Written exercise:
Shift every point coordinate in the answers by adding -73 to each of its numbers, and write out again the records from the line with "Where can the green undergrowth" through the end of the records, both ends included and the requests kept. Give only those lines.

[Records start]

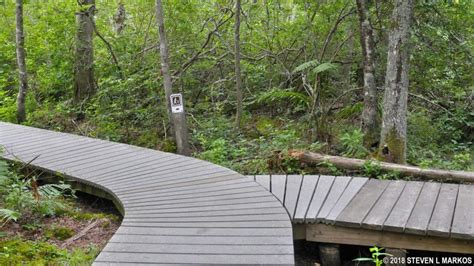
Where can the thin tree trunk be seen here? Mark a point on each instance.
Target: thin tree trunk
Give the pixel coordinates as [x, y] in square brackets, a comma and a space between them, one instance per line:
[20, 57]
[177, 120]
[119, 19]
[394, 120]
[238, 78]
[84, 84]
[370, 126]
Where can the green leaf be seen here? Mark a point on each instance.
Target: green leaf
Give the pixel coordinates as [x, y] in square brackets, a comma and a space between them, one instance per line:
[306, 65]
[324, 67]
[8, 215]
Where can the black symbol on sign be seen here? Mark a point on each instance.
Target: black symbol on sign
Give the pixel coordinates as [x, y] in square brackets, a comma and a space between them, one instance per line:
[176, 101]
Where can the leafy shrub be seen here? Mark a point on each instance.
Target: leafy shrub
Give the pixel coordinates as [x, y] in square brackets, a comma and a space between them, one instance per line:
[59, 232]
[41, 253]
[18, 195]
[353, 144]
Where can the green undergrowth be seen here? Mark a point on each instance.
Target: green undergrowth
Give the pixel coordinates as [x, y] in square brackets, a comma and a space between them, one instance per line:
[20, 251]
[32, 218]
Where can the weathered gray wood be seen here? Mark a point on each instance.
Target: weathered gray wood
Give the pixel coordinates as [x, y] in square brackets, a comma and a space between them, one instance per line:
[421, 214]
[177, 210]
[194, 258]
[463, 222]
[384, 205]
[293, 186]
[208, 224]
[442, 217]
[135, 230]
[320, 194]
[336, 191]
[203, 248]
[278, 186]
[213, 213]
[209, 218]
[351, 190]
[355, 212]
[306, 195]
[401, 211]
[263, 180]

[Records end]

The result:
Where can the green undergrowth be seen here? Mark a point on each instance.
Target: green undergrowth
Give the pixel coordinates as [x, y] in square brackets, a comma and a space between them, one instance per line:
[-53, 178]
[-41, 145]
Where can the weathered gray wood be seen here? Mark a point on each instance.
Target: weathered gray wood
Give the pixel coordinates as [x, y] in square brackets, a comma and a space between them, one instance per line:
[348, 141]
[104, 137]
[121, 185]
[390, 149]
[311, 132]
[220, 113]
[135, 151]
[369, 144]
[62, 157]
[247, 121]
[263, 118]
[130, 175]
[205, 113]
[140, 140]
[136, 145]
[278, 117]
[282, 139]
[233, 122]
[328, 138]
[190, 107]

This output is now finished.